At the same time, Smith was refining his ideas about garden design and putting them into practice. In 1988, he paid $1 for a 1904 Colonial Revival cottage that was soon to be demolished, then had it moved to a large, empty lot in the Quapaw Quarter. By the time the house settled into place in January 1989, Smith had spent weeks dragging a huge, life-sized cutout of the floor plan of the cottage around the lot, imagining the house and gardens, looking for just the right angle. He still owns the restored house today, surrounded by his original series of “rooms,” arbors and gates. Outside the back door of the house, he laid a flagstone with a quote by the 18th century poet Alexander Pope etched into it: “Consult the genius of the place in all” — a quote that’s really about the idea that places have souls, and anything built or planted there must be in harmony with that soul.

:: Dataset ::
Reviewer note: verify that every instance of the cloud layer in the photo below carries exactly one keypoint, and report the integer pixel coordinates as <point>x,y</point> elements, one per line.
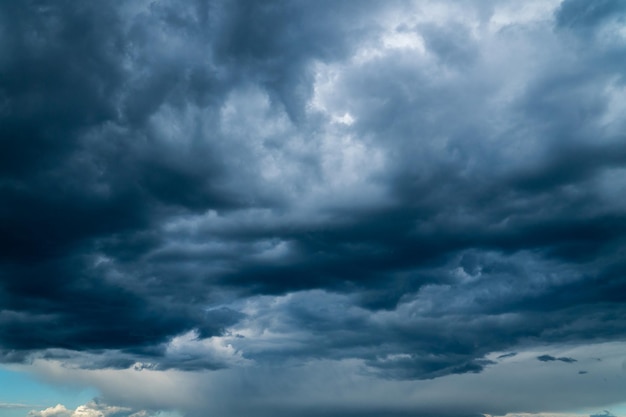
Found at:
<point>214,185</point>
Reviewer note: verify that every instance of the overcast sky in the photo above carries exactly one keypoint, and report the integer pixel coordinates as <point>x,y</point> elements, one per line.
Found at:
<point>233,208</point>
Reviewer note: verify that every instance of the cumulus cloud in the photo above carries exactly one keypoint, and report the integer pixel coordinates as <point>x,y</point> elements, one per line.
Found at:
<point>91,409</point>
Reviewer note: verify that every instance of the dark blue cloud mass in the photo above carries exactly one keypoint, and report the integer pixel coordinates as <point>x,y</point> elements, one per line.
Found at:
<point>211,184</point>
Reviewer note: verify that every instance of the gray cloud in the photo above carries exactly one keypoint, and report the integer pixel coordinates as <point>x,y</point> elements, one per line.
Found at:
<point>205,185</point>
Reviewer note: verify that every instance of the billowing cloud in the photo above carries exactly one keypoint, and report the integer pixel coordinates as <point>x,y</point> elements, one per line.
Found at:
<point>91,409</point>
<point>226,186</point>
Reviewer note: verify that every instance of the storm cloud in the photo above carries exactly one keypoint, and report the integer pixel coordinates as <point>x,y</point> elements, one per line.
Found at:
<point>212,185</point>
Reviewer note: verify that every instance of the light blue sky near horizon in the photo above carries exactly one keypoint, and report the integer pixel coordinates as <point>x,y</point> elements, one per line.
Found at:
<point>23,388</point>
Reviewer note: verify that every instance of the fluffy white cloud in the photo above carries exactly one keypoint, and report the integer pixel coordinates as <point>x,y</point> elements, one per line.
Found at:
<point>91,409</point>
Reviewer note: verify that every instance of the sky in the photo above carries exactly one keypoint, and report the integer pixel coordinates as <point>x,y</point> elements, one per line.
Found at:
<point>234,208</point>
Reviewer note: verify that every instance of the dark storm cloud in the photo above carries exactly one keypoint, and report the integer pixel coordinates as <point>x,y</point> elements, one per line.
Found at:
<point>550,358</point>
<point>178,174</point>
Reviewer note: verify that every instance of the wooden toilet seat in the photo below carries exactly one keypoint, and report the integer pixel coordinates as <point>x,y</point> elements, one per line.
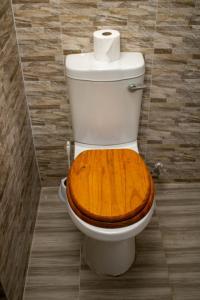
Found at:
<point>110,188</point>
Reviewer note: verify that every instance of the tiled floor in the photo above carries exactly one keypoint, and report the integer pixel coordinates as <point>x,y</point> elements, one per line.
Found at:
<point>167,262</point>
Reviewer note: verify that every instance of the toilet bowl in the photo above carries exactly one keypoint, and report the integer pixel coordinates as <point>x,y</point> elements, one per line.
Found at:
<point>109,247</point>
<point>109,191</point>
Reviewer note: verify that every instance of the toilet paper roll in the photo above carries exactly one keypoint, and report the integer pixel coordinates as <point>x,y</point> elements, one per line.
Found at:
<point>106,45</point>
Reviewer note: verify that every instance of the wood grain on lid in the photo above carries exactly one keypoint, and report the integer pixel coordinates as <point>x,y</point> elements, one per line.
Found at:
<point>109,185</point>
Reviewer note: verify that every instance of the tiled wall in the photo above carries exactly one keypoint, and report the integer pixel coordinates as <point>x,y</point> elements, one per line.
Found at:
<point>166,31</point>
<point>19,180</point>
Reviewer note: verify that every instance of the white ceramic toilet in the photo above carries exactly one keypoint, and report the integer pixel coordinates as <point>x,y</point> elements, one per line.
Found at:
<point>105,101</point>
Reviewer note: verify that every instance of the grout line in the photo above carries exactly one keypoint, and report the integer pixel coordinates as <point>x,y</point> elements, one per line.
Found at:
<point>31,246</point>
<point>26,100</point>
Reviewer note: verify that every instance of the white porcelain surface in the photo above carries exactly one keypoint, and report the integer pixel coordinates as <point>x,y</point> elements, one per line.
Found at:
<point>105,113</point>
<point>79,147</point>
<point>84,66</point>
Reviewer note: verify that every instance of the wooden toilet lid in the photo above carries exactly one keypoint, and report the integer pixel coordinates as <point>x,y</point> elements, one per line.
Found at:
<point>109,185</point>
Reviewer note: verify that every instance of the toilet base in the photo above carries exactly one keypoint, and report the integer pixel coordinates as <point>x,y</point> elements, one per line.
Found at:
<point>109,258</point>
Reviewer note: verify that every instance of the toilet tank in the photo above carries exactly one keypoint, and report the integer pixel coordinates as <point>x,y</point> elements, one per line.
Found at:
<point>105,98</point>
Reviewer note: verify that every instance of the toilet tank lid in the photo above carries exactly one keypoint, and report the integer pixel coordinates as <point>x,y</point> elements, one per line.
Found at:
<point>84,66</point>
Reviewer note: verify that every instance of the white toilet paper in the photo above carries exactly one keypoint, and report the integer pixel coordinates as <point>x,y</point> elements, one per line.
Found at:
<point>106,45</point>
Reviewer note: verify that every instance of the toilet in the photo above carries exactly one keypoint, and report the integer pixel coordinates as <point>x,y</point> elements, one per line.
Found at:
<point>109,191</point>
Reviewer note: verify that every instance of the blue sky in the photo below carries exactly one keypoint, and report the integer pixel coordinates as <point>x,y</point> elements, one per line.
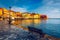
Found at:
<point>48,7</point>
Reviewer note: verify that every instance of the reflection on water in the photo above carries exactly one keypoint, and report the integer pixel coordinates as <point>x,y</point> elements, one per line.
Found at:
<point>50,26</point>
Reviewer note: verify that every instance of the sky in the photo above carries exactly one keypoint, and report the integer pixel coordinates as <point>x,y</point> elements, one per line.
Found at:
<point>49,7</point>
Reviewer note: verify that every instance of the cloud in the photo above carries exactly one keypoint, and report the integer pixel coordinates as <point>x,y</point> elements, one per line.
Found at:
<point>50,8</point>
<point>19,9</point>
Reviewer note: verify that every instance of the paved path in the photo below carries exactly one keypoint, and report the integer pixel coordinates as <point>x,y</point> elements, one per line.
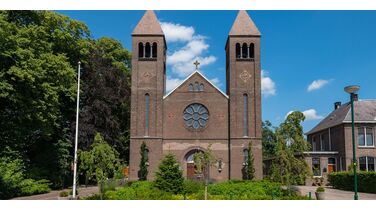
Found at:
<point>335,194</point>
<point>53,195</point>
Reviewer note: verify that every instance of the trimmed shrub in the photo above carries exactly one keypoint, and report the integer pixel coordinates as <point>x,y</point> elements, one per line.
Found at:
<point>169,177</point>
<point>345,181</point>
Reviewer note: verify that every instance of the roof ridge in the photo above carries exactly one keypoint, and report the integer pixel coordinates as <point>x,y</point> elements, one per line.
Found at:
<point>186,79</point>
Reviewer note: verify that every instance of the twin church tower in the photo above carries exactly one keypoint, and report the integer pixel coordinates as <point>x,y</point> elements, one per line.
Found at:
<point>196,115</point>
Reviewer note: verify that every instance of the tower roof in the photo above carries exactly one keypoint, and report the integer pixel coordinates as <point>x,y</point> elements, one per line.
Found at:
<point>243,25</point>
<point>148,25</point>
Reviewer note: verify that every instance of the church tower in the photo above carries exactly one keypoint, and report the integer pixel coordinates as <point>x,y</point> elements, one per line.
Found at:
<point>148,87</point>
<point>243,74</point>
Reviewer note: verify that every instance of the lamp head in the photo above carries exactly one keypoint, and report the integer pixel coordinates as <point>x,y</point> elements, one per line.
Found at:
<point>352,89</point>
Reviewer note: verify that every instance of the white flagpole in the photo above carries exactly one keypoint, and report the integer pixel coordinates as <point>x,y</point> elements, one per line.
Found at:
<point>76,137</point>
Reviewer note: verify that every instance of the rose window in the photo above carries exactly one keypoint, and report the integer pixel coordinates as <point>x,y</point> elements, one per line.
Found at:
<point>196,116</point>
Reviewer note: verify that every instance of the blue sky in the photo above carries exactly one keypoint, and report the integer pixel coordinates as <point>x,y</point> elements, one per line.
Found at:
<point>325,49</point>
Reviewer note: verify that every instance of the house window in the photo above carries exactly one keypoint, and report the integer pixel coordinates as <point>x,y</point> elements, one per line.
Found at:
<point>365,137</point>
<point>147,107</point>
<point>201,87</point>
<point>245,115</point>
<point>331,165</point>
<point>190,87</point>
<point>316,168</point>
<point>367,163</point>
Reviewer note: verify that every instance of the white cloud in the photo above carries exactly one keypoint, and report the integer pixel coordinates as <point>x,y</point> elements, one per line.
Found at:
<point>317,84</point>
<point>172,83</point>
<point>176,32</point>
<point>216,81</point>
<point>310,114</point>
<point>191,47</point>
<point>267,85</point>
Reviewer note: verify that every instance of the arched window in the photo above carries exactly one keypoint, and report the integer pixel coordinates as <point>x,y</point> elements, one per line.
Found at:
<point>190,87</point>
<point>154,52</point>
<point>237,50</point>
<point>367,163</point>
<point>147,50</point>
<point>251,50</point>
<point>244,51</point>
<point>141,50</point>
<point>245,115</point>
<point>245,156</point>
<point>197,86</point>
<point>147,108</point>
<point>201,87</point>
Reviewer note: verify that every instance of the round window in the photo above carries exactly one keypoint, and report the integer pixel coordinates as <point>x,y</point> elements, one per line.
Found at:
<point>196,116</point>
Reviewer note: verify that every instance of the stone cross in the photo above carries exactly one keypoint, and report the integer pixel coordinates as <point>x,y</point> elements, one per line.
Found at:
<point>196,63</point>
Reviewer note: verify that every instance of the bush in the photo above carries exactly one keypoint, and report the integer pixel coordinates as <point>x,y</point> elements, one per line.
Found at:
<point>190,187</point>
<point>169,176</point>
<point>236,190</point>
<point>320,189</point>
<point>345,181</point>
<point>63,194</point>
<point>13,181</point>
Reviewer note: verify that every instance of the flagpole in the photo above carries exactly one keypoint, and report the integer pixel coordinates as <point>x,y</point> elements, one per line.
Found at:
<point>76,136</point>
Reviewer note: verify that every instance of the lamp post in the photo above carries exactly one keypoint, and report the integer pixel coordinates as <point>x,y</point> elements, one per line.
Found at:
<point>76,135</point>
<point>352,89</point>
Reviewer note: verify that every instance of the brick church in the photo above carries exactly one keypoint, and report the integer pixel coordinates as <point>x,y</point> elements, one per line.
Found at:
<point>196,113</point>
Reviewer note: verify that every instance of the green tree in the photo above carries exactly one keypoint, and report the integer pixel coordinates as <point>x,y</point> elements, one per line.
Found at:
<point>144,162</point>
<point>268,140</point>
<point>249,166</point>
<point>169,176</point>
<point>99,163</point>
<point>289,166</point>
<point>203,161</point>
<point>39,51</point>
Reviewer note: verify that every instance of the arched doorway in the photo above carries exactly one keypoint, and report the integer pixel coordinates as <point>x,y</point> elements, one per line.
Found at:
<point>191,169</point>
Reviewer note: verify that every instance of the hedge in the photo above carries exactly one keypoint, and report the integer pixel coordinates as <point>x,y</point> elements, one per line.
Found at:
<point>345,181</point>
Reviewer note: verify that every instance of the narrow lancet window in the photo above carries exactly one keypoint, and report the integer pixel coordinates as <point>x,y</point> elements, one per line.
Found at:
<point>140,50</point>
<point>154,52</point>
<point>245,115</point>
<point>147,108</point>
<point>237,49</point>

:: The tasks ::
a - In the passage about Smith's cottage, what price did he pay for the 1904 Colonial Revival cottage in 1988?
b - Mark each statement (i), (ii), (iii) as agreeing with the passage about Smith's cottage or not, answering yes or no and quoting the deciding words: (i) The cottage was moved to an empty lot in the Quapaw Quarter. (ii) Smith sold the restored house once the gardens were done. (iii) The quote on the flagstone comes from Alexander Pope.
c - Carry on the passage about Smith's house and gardens from the point where it stops.
The records can be left aside.

:: The answers ::
a - He paid $1 for it.

b -
(i) Yes: "then had it moved to a large, empty lot in the Quapaw Quarter"
(ii) No: "He still owns the restored house today"
(iii) Yes: "he laid a flagstone with a quote by the 18th century poet Alexander Pope etched into it"

c -
Since those first appearances on TV, Smith’s simple delivery and Southern charm have turned his life into a rocket ride. With media beginning to take up more and more of his time, Smith and his brother eventually sold Birnam Wood. His friend Gloria Gibson helped Smith start a production company, and he soon landed a contract to provide short segments on gardening for The Weather Channel. Later, he starred in the syndicated show “P. Allen Smith’s Gardens.” In 2003, he published his first book, “P. Allen Smith’s Garden Home,” (which was dedicated to Gloria) with the bestselling volume eventually providing the spark for his long-running PBS show of the same name.

These days, he never slows down. While he jokes that he can’t complain too much, given that his life is truly of his own making, with so many irons in the fire and dozens of full-time employees backing his plays, he admits that he had to grow into the process and schedule that has since become second nature to him.

“All of this I have to do today, if it hit me suddenly, I couldn’t withstand it,” he said. “But when you grow it organically, and you get used to the pace and the expectation, it kind of becomes who you are. But if I had stepped into this and never worked like this or managed people like this, I think it would have knocked me on my back.”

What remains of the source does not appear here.